### Extracted entries
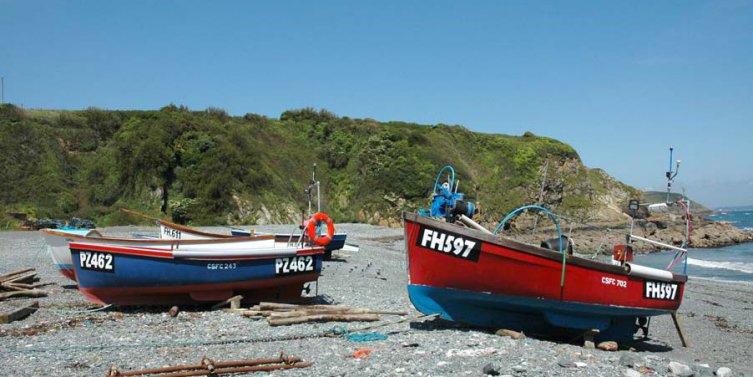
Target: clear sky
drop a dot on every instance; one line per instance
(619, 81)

==

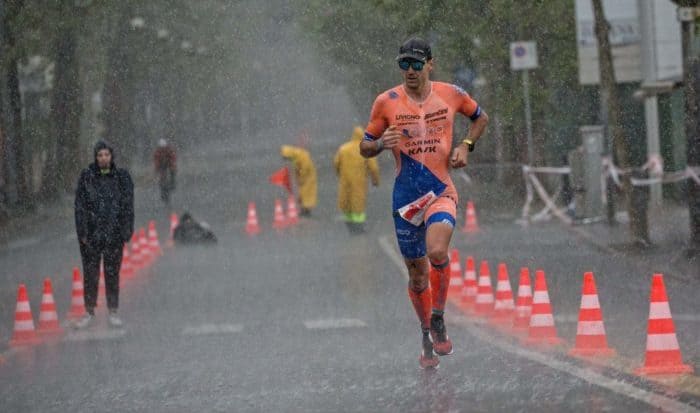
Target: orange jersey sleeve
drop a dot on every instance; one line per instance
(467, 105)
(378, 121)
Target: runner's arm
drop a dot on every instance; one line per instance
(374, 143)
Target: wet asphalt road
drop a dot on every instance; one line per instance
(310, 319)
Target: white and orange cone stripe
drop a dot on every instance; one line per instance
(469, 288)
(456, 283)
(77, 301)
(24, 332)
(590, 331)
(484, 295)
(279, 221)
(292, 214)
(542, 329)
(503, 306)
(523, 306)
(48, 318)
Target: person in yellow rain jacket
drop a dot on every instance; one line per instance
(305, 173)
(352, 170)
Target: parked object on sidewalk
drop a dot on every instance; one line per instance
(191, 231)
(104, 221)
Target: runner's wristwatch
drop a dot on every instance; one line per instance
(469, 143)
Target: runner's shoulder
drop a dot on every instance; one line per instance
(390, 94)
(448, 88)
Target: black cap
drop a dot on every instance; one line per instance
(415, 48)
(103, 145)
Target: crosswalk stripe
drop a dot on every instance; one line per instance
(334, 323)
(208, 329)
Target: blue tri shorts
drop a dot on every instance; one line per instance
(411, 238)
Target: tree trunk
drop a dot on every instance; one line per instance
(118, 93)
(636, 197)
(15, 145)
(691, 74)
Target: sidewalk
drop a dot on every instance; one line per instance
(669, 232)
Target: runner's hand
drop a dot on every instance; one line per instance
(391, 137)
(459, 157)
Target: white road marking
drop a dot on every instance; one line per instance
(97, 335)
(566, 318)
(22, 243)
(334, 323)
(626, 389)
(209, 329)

### Task description
From the entries above, copy every line where the word "road" shows up.

### Task result
Target: wet asphalt road
Target: white road marking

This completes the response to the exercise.